Dataset entries

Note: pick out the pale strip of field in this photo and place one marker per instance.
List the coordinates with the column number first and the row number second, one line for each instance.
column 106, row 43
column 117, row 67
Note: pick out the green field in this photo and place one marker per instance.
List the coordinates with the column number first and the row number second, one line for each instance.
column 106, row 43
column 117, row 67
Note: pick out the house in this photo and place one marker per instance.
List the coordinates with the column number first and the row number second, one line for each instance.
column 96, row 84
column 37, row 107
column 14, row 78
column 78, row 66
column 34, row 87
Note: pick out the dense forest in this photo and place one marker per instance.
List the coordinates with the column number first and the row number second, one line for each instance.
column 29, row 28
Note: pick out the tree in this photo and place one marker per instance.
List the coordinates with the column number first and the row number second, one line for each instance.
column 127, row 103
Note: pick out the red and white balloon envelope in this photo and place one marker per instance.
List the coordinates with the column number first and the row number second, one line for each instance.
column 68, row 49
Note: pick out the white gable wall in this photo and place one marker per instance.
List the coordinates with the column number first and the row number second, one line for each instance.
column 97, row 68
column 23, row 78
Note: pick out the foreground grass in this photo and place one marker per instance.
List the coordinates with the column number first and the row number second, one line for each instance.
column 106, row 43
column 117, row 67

- _What you will do_
Copy from the entries only those lines that hold the word "Note".

- _Response area_
Note: pick out the pale strip of field in this photo and place one marker per instance.
Note: pick out the green field in this photo and place one marker per instance.
Note: pick out the house in this photo and place one marker per instance.
Note: pick out the dense forest in this photo and place one marker per instance.
Note: pick out the tree in this photo and place one marker per instance.
Note: pick out the red and white balloon envelope in this photo and place one marker per instance.
Note: pick out the white gable wall in this photo and place one marker per instance.
Note: pick out the foreground grass in this photo and place one marker per instance.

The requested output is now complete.